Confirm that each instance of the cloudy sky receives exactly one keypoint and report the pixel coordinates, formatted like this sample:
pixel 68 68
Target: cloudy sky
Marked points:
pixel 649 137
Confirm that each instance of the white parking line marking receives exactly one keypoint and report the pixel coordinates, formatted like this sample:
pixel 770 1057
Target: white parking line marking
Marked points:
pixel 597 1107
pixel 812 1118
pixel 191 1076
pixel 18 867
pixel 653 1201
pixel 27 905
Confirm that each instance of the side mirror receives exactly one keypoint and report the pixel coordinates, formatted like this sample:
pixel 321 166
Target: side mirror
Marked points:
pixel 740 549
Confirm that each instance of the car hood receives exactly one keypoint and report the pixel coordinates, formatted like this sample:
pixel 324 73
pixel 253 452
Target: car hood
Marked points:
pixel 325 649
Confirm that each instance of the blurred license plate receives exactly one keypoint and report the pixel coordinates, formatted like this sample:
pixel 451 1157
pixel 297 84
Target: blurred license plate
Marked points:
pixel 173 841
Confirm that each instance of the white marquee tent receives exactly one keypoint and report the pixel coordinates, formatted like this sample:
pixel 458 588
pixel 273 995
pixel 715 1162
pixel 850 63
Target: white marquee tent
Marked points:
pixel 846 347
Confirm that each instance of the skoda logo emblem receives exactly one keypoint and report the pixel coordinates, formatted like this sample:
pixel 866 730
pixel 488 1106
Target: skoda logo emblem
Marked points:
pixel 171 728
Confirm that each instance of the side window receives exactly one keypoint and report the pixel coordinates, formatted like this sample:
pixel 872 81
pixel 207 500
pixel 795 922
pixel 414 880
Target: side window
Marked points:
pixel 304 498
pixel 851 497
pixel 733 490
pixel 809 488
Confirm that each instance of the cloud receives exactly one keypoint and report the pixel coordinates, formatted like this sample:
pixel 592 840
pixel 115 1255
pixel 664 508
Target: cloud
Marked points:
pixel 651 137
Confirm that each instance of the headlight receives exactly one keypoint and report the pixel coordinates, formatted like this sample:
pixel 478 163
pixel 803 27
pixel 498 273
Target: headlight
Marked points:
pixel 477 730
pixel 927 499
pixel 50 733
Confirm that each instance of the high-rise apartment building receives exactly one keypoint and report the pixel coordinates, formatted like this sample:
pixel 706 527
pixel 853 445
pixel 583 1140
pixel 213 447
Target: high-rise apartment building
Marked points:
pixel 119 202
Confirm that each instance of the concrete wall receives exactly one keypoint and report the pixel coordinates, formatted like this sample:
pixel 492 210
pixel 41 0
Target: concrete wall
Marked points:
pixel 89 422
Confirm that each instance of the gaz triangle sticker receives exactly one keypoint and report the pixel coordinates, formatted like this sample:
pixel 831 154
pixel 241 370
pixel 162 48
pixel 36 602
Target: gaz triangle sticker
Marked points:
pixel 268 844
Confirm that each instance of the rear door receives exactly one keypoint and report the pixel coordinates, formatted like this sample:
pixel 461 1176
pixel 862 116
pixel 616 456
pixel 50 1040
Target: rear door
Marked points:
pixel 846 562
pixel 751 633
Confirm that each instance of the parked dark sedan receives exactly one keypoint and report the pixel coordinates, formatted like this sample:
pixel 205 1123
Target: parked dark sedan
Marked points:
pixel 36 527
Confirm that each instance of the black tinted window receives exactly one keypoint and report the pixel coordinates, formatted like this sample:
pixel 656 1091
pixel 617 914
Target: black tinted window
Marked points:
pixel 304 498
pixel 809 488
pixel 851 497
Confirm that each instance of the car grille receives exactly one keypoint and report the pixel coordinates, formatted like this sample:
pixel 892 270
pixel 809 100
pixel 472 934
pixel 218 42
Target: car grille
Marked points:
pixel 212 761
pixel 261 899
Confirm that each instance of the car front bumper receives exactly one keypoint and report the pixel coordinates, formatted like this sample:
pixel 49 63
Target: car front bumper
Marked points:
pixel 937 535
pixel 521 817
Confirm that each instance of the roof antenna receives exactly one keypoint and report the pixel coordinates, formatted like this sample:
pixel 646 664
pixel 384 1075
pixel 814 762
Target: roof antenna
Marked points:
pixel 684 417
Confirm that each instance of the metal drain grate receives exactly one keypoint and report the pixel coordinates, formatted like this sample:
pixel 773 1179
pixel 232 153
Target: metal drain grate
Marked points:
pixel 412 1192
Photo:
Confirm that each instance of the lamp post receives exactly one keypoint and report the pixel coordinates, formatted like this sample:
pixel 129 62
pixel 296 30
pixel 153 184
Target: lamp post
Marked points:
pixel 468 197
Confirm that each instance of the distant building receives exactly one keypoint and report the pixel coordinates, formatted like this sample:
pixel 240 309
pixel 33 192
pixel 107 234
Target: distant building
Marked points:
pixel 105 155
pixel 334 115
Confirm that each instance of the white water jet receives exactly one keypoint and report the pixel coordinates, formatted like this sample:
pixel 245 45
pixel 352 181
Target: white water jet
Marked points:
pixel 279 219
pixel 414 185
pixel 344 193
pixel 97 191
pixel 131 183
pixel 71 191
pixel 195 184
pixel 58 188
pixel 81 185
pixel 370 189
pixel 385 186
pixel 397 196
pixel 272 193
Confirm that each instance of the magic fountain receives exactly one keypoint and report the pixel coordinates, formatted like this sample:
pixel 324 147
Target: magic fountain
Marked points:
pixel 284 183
· · · · ·
Directions: Convert all the lines above into a Markdown table with the columns "Row" and "Text", giving each line its own numbered row and skipping any blank lines.

Written answer:
| Row | Text |
|---|---|
| 1 | Confirm that each instance of the cloudy sky receives exactly one keypoint and report the pixel coordinates, formatted like this sample: |
| 2 | pixel 68 68 |
| 3 | Target: cloudy sky |
| 4 | Marked points: |
| 5 | pixel 649 137 |
| 6 | Confirm that each instance of the white parking line marking receives exactly one keypoint and report the pixel coordinates, formatted like this sample: |
| 7 | pixel 770 1057 |
| 8 | Target: white parking line marking |
| 9 | Marked points: |
| 10 | pixel 597 1107 |
| 11 | pixel 812 1118 |
| 12 | pixel 191 1076 |
| 13 | pixel 18 867 |
| 14 | pixel 653 1201 |
| 15 | pixel 27 905 |
| 16 | Confirm that each instance of the side mirror receives exactly one keypoint and report the pixel coordinates, formatted like this sample: |
| 17 | pixel 321 166 |
| 18 | Target: side mirror |
| 19 | Marked points: |
| 20 | pixel 740 549 |
| 21 | Confirm that each instance of the car hood receives exactly one keypoint and report the pixel coordinates, formatted like this sample: |
| 22 | pixel 324 73 |
| 23 | pixel 253 452 |
| 24 | Target: car hood |
| 25 | Marked points: |
| 26 | pixel 325 649 |
| 27 | Confirm that each instance of the blurred license plate receives exactly one keypoint and report the pixel coordinates, formatted like this sample: |
| 28 | pixel 451 1157 |
| 29 | pixel 297 84 |
| 30 | Target: blurred license plate |
| 31 | Marked points: |
| 32 | pixel 173 841 |
| 33 | Confirm that each instance of the white marquee tent receives exactly one keypoint and report the pixel coordinates, formatted like this sample: |
| 34 | pixel 458 588 |
| 35 | pixel 273 995 |
| 36 | pixel 715 1162 |
| 37 | pixel 850 63 |
| 38 | Target: white marquee tent |
| 39 | Marked points: |
| 40 | pixel 846 347 |
| 41 | Confirm that each instance of the skoda logo emblem receives exactly one keypoint and report the pixel coordinates, formatted like this sample: |
| 42 | pixel 866 730 |
| 43 | pixel 488 1106 |
| 44 | Target: skoda logo emblem |
| 45 | Marked points: |
| 46 | pixel 171 728 |
| 47 | Confirm that each instance of the side window receives exactly one keypoint and report the pixel coordinates, formatted like this sample: |
| 48 | pixel 872 81 |
| 49 | pixel 207 500 |
| 50 | pixel 795 922 |
| 51 | pixel 414 880 |
| 52 | Target: side window |
| 53 | Marked points: |
| 54 | pixel 304 498 |
| 55 | pixel 851 497 |
| 56 | pixel 733 490 |
| 57 | pixel 809 488 |
| 58 | Confirm that each instance of the cloud receives exactly one keypoint and report the pixel coordinates, formatted like this sample: |
| 59 | pixel 592 840 |
| 60 | pixel 115 1255 |
| 61 | pixel 664 508 |
| 62 | Target: cloud |
| 63 | Marked points: |
| 64 | pixel 651 137 |
| 65 | Confirm that each instance of the headlight receives exactly one keypoint and report the pixel coordinates, formatted like this sample: |
| 66 | pixel 478 163 |
| 67 | pixel 803 27 |
| 68 | pixel 498 273 |
| 69 | Target: headlight |
| 70 | Marked points: |
| 71 | pixel 477 730 |
| 72 | pixel 927 499 |
| 73 | pixel 50 733 |
| 74 | Confirm that each instance of the high-rise apartment building receives exactly one keypoint and report the pixel coordinates, formatted like this sample: |
| 75 | pixel 706 527 |
| 76 | pixel 853 445 |
| 77 | pixel 583 1140 |
| 78 | pixel 213 447 |
| 79 | Target: high-rise apartment building |
| 80 | Marked points: |
| 81 | pixel 119 202 |
| 82 | Confirm that each instance of the concrete wall receives exactly one keypoint and report the pixel coordinates, formatted like this sample: |
| 83 | pixel 492 210 |
| 84 | pixel 41 0 |
| 85 | Target: concrete wall |
| 86 | Marked points: |
| 87 | pixel 89 422 |
| 88 | Confirm that each instance of the gaz triangle sticker receives exactly one keypoint and report the pixel coordinates, formatted like this sample: |
| 89 | pixel 831 154 |
| 90 | pixel 241 370 |
| 91 | pixel 162 48 |
| 92 | pixel 36 602 |
| 93 | Target: gaz triangle sticker |
| 94 | Marked points: |
| 95 | pixel 268 844 |
| 96 | Confirm that each instance of the rear door receives exactly one keypoint and report the pixel coordinates, formatted like this sample: |
| 97 | pixel 461 1176 |
| 98 | pixel 862 116 |
| 99 | pixel 616 456 |
| 100 | pixel 50 1040 |
| 101 | Target: rear door |
| 102 | Marked points: |
| 103 | pixel 846 562 |
| 104 | pixel 751 633 |
| 105 | Confirm that each instance of the parked dark sedan receives exactly one keypoint and report the pixel coordinates, formatted like this sample: |
| 106 | pixel 205 1123 |
| 107 | Target: parked dark sedan |
| 108 | Marked points: |
| 109 | pixel 36 527 |
| 110 | Confirm that each instance of the black tinted window receives exactly one keypoint and report the pixel coordinates, formatted like this sample: |
| 111 | pixel 656 1091 |
| 112 | pixel 617 914 |
| 113 | Target: black tinted window |
| 114 | Marked points: |
| 115 | pixel 304 498 |
| 116 | pixel 809 488 |
| 117 | pixel 851 497 |
| 118 | Confirm that each instance of the car grille receives exactly one keypoint and report the pixel coordinates, formatted like this sample: |
| 119 | pixel 892 270 |
| 120 | pixel 809 100 |
| 121 | pixel 472 934 |
| 122 | pixel 218 42 |
| 123 | Target: car grille |
| 124 | Marked points: |
| 125 | pixel 212 761 |
| 126 | pixel 261 899 |
| 127 | Confirm that each instance of the car front bumper receives exactly one keypoint and report the pixel coordinates, formatted like this sample: |
| 128 | pixel 49 63 |
| 129 | Target: car front bumper |
| 130 | Marked points: |
| 131 | pixel 937 535 |
| 132 | pixel 521 817 |
| 133 | Confirm that each instance of the roof antenna receives exactly one keypoint and report the pixel coordinates, formatted like this sample: |
| 134 | pixel 646 664 |
| 135 | pixel 384 1075 |
| 136 | pixel 814 762 |
| 137 | Target: roof antenna |
| 138 | Marked points: |
| 139 | pixel 684 417 |
| 140 | Confirm that each instance of the metal drain grate receives exactly one keypoint and report the pixel coordinates, formatted like this sample: |
| 141 | pixel 773 1179 |
| 142 | pixel 232 153 |
| 143 | Target: metal drain grate |
| 144 | Marked points: |
| 145 | pixel 412 1192 |
| 146 | Photo: |
| 147 | Confirm that each instance of the lamp post receives exactly one keypoint and report the pixel coordinates, formatted like this sample: |
| 148 | pixel 129 62 |
| 149 | pixel 296 30 |
| 150 | pixel 153 184 |
| 151 | Target: lamp post |
| 152 | Marked points: |
| 153 | pixel 468 197 |
| 154 | Confirm that each instance of the distant building receives exactly one keypoint and report the pixel coordinates, formatted like this sample: |
| 155 | pixel 240 309 |
| 156 | pixel 33 192 |
| 157 | pixel 107 234 |
| 158 | Target: distant building |
| 159 | Marked points: |
| 160 | pixel 105 155 |
| 161 | pixel 334 115 |
| 162 | Confirm that each instance of the white water jet receives exactly one keypoint and report the pixel coordinates, formatted like this sample: |
| 163 | pixel 245 45 |
| 164 | pixel 352 181 |
| 165 | Target: white water jet |
| 166 | Marked points: |
| 167 | pixel 279 219 |
| 168 | pixel 414 185 |
| 169 | pixel 344 193 |
| 170 | pixel 97 191 |
| 171 | pixel 131 183 |
| 172 | pixel 71 191 |
| 173 | pixel 195 184 |
| 174 | pixel 58 188 |
| 175 | pixel 81 185 |
| 176 | pixel 370 189 |
| 177 | pixel 385 186 |
| 178 | pixel 397 196 |
| 179 | pixel 272 193 |
| 180 | Confirm that each instance of the magic fountain receives exactly one keypoint and report the pixel coordinates, formatted like this sample: |
| 181 | pixel 324 147 |
| 182 | Target: magic fountain |
| 183 | Marked points: |
| 184 | pixel 284 183 |